Gandhiji always wanted the journalists to see that their stories did not adversely affect the poor people. During his last visit to Delhi in September 1947, he paid a visit to the Jamia Milia, the basic education institution of the late President, Dr. Zakir Hussain. I accompanied him during his visit. As he was getting down from his car, two fingers of one of his hands got crushed in the door and began to bleed. The authorities of the institution immediately brought some first aid equipment and medicine. But Gandhiji smilingly told them that he wanted only a glass of water and piece of cloth. He dipped his injured fingers in the glass and himself bandaged them with the piece of cloth. Thereafter, he went round the institution. I wrote the story of how Gandhiji became his own doctor and nursed his fingers. At night when I finished giving him a gist of some of the newspaper editorials and news items to him, I said I was sending the story about his injured fingers. While he appreciated my story, he asked me not to send it for publication. He said that hundreds of people on reading the story would write letters and send telegrams to enquire how he was. That would mean unnecessary expense on their part and increase his work.
------------------------------------------------
PROBLEMS TO WORK ON:
• 1. In the passage about Gandhiji, what did he ask for when the institution brought first aid equipment and medicine?
• 2. Resume the passage about Gandhiji, starting after its last sentence.
The entries that come next have no connection to the passage about Gandhiji.
------------------------------------------------
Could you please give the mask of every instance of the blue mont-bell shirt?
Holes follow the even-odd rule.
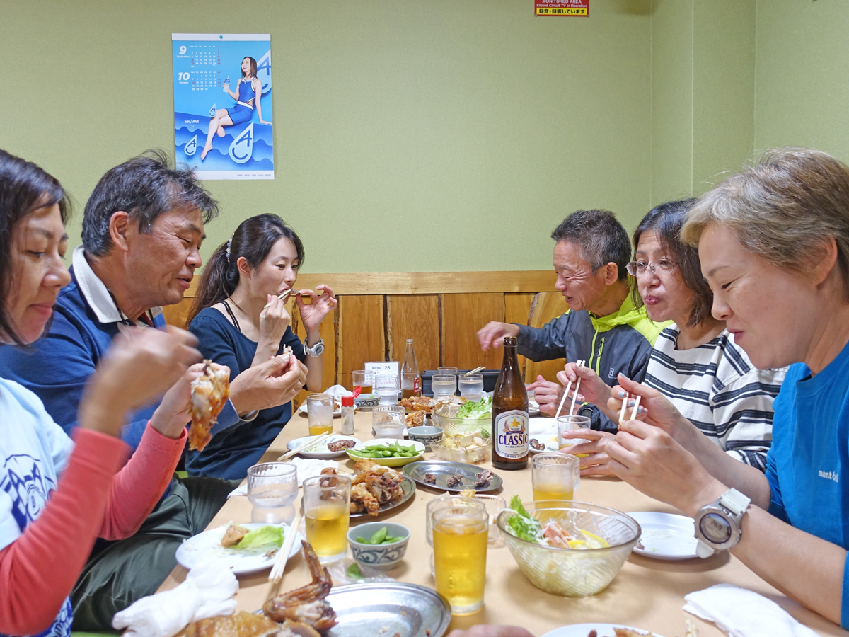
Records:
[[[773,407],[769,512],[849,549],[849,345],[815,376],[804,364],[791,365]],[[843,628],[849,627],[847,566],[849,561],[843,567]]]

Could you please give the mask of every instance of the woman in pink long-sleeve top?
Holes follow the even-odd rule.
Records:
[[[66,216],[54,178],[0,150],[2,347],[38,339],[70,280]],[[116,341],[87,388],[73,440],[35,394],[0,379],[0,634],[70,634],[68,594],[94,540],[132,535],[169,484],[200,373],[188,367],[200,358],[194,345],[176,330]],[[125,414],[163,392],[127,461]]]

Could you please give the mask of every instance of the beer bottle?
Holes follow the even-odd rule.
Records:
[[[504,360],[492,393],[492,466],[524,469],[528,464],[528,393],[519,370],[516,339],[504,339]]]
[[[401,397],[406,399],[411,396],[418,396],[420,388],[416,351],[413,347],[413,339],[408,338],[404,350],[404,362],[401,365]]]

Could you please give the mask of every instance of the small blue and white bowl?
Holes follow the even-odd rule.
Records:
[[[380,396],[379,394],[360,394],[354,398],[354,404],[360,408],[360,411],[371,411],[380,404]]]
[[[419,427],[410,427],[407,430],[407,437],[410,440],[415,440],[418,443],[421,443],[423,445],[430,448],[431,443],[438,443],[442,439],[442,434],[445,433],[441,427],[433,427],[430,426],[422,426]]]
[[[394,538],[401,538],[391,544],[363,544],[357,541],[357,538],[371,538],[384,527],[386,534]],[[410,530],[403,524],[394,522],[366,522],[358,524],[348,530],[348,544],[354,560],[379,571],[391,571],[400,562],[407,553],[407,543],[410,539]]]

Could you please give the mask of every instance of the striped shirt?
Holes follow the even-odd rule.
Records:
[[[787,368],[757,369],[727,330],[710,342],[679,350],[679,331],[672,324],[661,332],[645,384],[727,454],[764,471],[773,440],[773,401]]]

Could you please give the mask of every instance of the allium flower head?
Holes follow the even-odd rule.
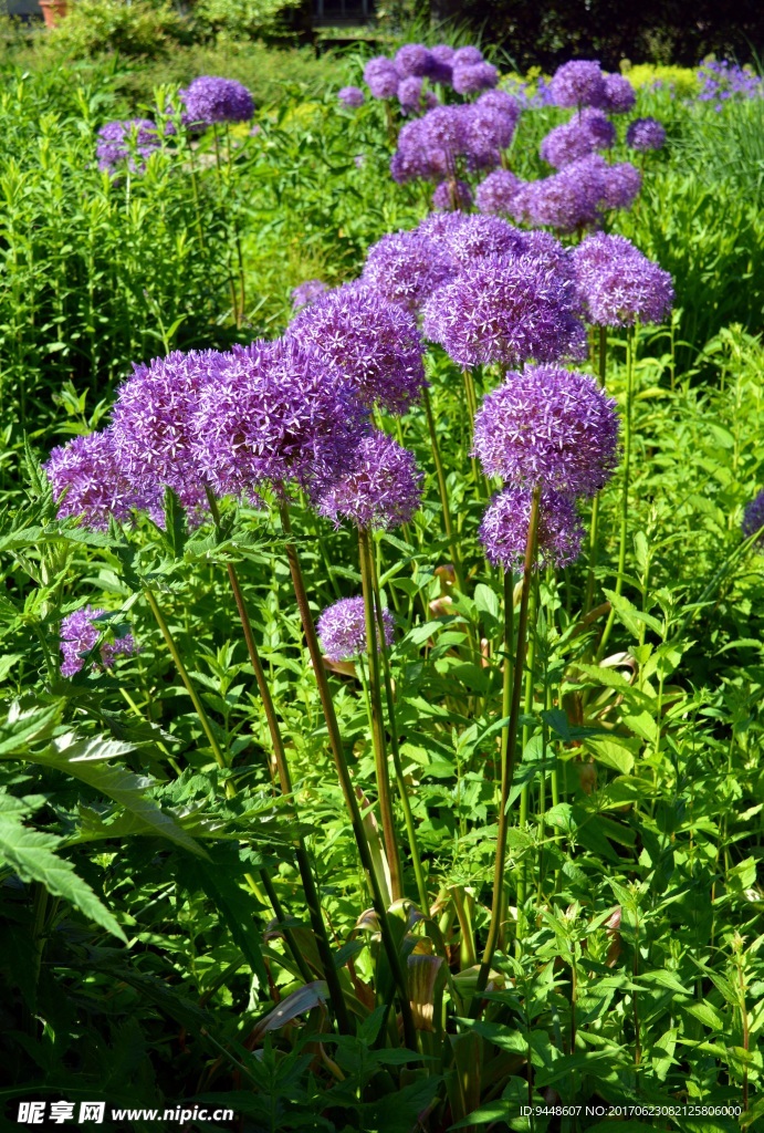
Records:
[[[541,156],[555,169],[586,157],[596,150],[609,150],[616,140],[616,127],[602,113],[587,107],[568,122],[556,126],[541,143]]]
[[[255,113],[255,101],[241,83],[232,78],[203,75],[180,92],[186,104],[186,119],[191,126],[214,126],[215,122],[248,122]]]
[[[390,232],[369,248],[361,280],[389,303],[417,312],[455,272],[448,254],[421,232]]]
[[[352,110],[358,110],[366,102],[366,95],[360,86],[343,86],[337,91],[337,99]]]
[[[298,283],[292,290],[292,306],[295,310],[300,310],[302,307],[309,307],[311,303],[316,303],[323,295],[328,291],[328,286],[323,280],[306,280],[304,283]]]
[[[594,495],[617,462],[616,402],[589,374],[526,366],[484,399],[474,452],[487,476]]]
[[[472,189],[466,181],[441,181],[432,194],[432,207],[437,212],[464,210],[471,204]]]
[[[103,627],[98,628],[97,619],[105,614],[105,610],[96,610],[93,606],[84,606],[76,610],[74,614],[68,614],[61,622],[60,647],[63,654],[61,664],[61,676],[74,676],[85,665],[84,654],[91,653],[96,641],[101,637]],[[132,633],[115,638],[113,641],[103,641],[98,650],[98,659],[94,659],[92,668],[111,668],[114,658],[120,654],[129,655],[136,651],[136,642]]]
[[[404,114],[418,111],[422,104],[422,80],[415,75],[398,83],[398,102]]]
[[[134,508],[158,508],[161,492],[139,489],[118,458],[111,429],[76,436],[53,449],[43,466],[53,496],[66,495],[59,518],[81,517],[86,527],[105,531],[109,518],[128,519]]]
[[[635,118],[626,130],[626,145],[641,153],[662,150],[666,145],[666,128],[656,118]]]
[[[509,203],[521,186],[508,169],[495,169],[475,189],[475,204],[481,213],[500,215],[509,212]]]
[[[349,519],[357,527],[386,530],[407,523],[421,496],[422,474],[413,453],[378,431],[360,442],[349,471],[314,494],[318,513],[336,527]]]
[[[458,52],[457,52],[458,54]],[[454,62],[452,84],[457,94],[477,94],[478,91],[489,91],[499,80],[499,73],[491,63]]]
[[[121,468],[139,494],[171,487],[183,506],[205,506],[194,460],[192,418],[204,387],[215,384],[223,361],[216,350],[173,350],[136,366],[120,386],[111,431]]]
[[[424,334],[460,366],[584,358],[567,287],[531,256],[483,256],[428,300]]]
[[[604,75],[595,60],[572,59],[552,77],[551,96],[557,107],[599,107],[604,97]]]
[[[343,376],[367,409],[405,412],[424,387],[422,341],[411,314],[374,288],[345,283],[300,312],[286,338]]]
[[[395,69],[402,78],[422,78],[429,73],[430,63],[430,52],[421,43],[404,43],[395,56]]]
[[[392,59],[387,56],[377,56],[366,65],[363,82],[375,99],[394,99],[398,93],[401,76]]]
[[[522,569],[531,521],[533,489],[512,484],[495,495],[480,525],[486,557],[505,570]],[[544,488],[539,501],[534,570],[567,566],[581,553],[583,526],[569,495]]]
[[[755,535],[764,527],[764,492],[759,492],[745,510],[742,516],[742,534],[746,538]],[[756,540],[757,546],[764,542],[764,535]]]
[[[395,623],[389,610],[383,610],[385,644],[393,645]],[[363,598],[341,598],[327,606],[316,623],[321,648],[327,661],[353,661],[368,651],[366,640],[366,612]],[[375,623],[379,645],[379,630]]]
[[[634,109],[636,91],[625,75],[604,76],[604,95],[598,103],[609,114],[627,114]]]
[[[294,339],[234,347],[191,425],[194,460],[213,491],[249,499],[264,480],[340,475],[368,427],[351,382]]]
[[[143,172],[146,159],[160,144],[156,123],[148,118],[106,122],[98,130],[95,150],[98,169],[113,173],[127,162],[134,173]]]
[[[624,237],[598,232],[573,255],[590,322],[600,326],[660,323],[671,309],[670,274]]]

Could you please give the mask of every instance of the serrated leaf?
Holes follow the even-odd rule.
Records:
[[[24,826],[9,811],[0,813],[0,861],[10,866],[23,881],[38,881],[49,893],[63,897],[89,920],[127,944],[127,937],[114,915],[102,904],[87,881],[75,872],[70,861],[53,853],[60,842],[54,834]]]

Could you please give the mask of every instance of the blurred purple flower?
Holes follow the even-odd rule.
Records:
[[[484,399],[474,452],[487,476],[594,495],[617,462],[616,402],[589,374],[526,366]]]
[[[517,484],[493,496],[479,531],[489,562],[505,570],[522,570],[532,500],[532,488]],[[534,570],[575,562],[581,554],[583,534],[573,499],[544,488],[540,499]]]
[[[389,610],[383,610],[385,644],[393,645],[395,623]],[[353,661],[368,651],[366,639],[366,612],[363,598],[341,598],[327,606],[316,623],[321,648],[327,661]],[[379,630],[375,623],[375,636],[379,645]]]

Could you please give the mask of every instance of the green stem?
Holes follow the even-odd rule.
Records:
------------------------------------------------
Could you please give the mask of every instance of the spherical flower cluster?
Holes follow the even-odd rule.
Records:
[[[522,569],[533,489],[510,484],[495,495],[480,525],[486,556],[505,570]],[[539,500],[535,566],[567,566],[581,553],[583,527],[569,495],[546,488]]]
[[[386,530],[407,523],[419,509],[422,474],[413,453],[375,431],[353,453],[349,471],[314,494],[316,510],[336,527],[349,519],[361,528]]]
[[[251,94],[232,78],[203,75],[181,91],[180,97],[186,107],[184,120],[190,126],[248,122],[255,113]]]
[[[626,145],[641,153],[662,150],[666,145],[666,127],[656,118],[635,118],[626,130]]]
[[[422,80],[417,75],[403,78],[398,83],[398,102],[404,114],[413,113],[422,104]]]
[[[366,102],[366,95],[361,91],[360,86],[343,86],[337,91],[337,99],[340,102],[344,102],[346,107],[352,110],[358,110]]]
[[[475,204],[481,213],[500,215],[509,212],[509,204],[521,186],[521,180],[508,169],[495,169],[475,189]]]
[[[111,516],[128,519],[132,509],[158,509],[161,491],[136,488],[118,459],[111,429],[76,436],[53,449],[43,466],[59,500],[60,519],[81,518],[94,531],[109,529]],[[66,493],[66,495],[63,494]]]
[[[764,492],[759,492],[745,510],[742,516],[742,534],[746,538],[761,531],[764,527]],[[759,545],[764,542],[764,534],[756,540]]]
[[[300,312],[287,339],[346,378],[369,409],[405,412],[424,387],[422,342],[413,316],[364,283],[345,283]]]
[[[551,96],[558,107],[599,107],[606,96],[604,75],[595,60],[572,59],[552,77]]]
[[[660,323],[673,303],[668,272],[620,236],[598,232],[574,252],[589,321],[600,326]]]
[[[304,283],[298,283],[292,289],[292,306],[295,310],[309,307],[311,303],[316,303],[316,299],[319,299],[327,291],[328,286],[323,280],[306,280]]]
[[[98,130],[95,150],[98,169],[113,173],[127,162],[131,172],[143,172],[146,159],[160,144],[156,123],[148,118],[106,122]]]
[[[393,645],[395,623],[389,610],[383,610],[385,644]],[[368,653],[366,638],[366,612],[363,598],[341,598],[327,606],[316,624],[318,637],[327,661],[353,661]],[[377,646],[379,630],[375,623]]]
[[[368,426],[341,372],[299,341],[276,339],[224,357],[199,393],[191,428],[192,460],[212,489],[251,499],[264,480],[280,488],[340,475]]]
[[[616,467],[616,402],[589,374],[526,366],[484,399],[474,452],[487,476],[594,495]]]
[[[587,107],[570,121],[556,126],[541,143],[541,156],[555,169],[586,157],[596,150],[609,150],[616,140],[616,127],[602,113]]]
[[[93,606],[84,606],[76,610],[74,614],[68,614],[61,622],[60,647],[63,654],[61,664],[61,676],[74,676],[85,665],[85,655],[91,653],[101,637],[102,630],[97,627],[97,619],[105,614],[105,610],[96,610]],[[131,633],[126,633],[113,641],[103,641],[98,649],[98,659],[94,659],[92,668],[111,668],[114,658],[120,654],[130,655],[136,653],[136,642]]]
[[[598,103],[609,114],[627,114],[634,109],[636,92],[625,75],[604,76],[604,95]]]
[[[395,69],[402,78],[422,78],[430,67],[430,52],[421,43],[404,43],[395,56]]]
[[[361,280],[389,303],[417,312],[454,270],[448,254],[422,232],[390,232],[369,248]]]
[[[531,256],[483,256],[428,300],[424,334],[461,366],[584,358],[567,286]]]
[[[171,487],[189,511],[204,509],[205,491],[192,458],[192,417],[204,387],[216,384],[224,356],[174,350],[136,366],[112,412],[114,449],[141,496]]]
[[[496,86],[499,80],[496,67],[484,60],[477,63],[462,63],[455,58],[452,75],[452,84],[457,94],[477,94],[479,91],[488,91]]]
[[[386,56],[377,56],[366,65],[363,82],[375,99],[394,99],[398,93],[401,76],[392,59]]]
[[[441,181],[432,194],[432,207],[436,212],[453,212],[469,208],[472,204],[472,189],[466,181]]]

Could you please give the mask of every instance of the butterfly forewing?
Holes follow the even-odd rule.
------------------------------------------------
LIST OF ANSWERS:
• 1. He asked only for a glass of water and a piece of cloth.

• 2.
I have seen Gandhiji writing editorials and articles for the Harijan during his train journeys. Once he asked his typist to type an article when he was traveling in his third-class compartment. The train was running at high speed. The typist did his best, but there were lot of mistakes in typing and several words had jumped. Gandhiji told the typist that he should do his job carefully. He asked him to bring the typewriter and himself typed the matter quite neatly. With a hearty laughter he told the typist: “Well, you see, I also know typing. As a journalist I learnt everything required to produce a paper.”
By editing the Navajivan in Gujarati, Gandhiji gave prestige to the language papers and slowly the language papers began to appear in various provinces.
He had said that: “When one takes up the responsibility of editorship, he must discharge it with a full sense of duty. That is the only way journalism should be practiced.”
Gandhiji advised pressmen to sincerely do their duties. “What is really needed to make democracy function,” he said (D.G. Tendulkar: Mahatma p. 247), “is not the knowledge of facts, but right education. And the true function of journalism is to educate the public mind, not to stock the public mind with wanted and unwanted impression. A journalist has, therefore, to use his discretion, as to what to report and when……?
In one of his prayer speeches, he said: “the press was called the Fourth Estate. It was definitely a power but to misuse the power was criminal. He was a journalist himself and he wanted to appeal to fellow journalists to realize their responsibility and to carry on their work with no idea other than that of upholding the truth…”
Gandhiji was against sensational writing and writings which created communal tension. Under the heading “Poisonous Journalism” in the Young India on May 28, 1931, he wrote: “I have before me extracts from journals containing some gruesome things. There is communal incitement, gross misrepresentation and incitement of political violence bordering on murder. It is of course easy enough for the Government to launch out prosecutions or to pass repressive ordinances. These fail to serve the purpose intended except very temporarily, and in no case they convert the writers, who often take the secret propaganda, when the open forum of the press is denied to them.”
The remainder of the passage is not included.